Wilson, a member of Pūnana Leo’s board of directors, says 3,351 pre-k-12 students were taught primarily in Hawaiian language during fall 2018. Statewide, Hawaiian is among the most popular non-English languages spoken at home for children ages 5-17. That’s a sign that the status of Hawaiian is rising, Wilson says, adding he’s seeing more children enrolling in Pūnana Leo already having a background in the language. 

In the past, parents would worry that sending their children to immersion schools would hinder their ability to function in an English-speaking society and higher education, Wilson says. However, that’s not the case, he says. He cites the Hawaiian language college’s laboratory school, Ke Kula ‘O Nāwahīokalani‘ōpu‘u Iki Lab Public Charter School, where he also teaches. More than 95% of the student body is Native Hawaiian, and more than 60% qualify for free and reduced lunch. All students graduate and between 83% and 87% go on to college right after high school. The overall public school on-time graduation rate for the class of 2018 is 84%; the college enrollment rate is 55%, according to Hawai‘i P-20 Partnerships for Education.

## SUPPLIED ENTRIES
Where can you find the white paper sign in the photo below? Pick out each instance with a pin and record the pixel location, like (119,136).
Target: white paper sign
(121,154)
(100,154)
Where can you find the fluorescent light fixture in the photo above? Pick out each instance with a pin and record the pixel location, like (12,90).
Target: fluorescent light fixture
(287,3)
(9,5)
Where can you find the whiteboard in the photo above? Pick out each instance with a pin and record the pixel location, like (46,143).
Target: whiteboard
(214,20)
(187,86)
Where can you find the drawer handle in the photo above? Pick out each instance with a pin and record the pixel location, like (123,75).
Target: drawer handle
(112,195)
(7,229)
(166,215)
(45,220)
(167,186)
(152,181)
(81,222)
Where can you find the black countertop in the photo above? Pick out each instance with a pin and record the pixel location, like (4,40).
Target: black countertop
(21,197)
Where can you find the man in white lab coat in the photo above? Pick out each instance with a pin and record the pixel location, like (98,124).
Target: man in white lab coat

## INSTRUCTIONS TO FOLLOW
Resume the passage on Hawaiian-language immersion schooling from the point where it stops. The entries have nothing to do with what comes next.

## ANSWER TO THIS TASK
Ekela Kaniaupio-Crozier has taught Hawaiian language for over 30 years at UH, Saint Louis School and Kamehameha Schools. Today she’s a Hawaiian culture-based education learning designer and facilitator at Kamehameha Schools Maui. She says: “We’ve really moved the needle. I’d say that. We have so many children who can speak, we have adults who can speak, we hear language being, the soundscape is different.”

Back in the day, she knew everyone who could speak Hawaiian. “Pretty much our village was small,” she says. “And today I can go to places and have no clue who that person is and they’re speaking beautiful Hawaiian, and that’s cool. For me, this is a great indication of how far we’ve come with our language. … It’s no longer a village, it’s a community … a very large community of people who speak it for whatever reason.”


Growing More Speakers

Interest in learning Hawaiian is on the rise, says Kalehua Krug, an educational specialist with the DOE’s Office of Hawaiian Education. Ka Papahana Kaiapuni, the DOE’s Hawaiian Language Immersion Program, has grown tremendously since its establishment in 1987 with pilots at two elementary schools: Waiau in Pearl City and Keaukaha in Hilo.

Back then, only 34 students were enrolled, Krug says. This past school year, there were 3,200 students enrolled in programs at 17 DOE and six public charter schools, and more schools are expected to open or expand their kaiapuni programs in the coming years.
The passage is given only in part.